▸ **ITEMS**:
** start **
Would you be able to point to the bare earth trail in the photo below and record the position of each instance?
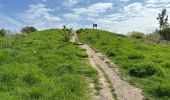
(123, 89)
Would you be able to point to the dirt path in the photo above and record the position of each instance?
(123, 89)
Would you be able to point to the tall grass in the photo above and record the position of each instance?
(145, 64)
(41, 66)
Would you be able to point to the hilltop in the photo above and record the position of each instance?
(144, 64)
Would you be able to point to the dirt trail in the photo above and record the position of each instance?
(123, 89)
(105, 91)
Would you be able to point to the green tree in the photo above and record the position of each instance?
(2, 32)
(28, 29)
(163, 20)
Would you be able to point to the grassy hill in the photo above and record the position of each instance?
(144, 64)
(42, 66)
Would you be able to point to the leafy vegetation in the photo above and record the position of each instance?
(39, 66)
(164, 25)
(28, 29)
(137, 35)
(2, 32)
(144, 64)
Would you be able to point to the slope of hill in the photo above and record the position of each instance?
(42, 66)
(145, 65)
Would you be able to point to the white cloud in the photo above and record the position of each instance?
(71, 3)
(94, 9)
(40, 16)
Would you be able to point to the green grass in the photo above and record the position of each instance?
(42, 66)
(145, 65)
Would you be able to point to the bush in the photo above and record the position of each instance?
(2, 32)
(143, 70)
(165, 34)
(137, 35)
(28, 29)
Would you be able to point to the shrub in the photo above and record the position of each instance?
** end **
▸ **STATED TASK**: Return each item above word for word, leaving out the picture.

▸ **SOLUTION TO THIS TASK**:
Would you be able to point to the bare earth trail in the photo below and record the position of each instance?
(123, 89)
Would you be able to point to the dirt path in the photo above and record the position of each instance?
(123, 89)
Would you be able to point to the tall grass in the photo above and record the position of each instance?
(145, 64)
(41, 66)
Would you be able to point to the hilltop in the photo above and record the position of each instance?
(144, 64)
Would you be able to point to the dirt trail in the photo above and record the position of each instance?
(123, 89)
(105, 91)
Would you be able to point to the green tree in the photo above and record the position of each instance?
(2, 32)
(28, 29)
(163, 20)
Would you be able to point to the grassy hill in the photo above and record the position of each instance?
(144, 64)
(42, 66)
Would you be able to point to the leafy vegetation in the photo above and record the position of each instance?
(39, 66)
(164, 25)
(28, 29)
(137, 35)
(2, 32)
(144, 64)
Would you be able to point to the slope of hill in the photo above and record the position of each instance?
(42, 66)
(145, 65)
Would you be able to point to the white cloud in the photo above and record the position of each instance?
(71, 3)
(94, 9)
(40, 16)
Would you be able to point to the green grass in the photo above and record the position of each instance?
(42, 66)
(145, 65)
Would you be able to point to the bush in the photo above and record the position of each instance?
(2, 32)
(143, 70)
(165, 34)
(137, 35)
(28, 29)
Would you be able to point to the shrub in the photo above and record the position of each instance?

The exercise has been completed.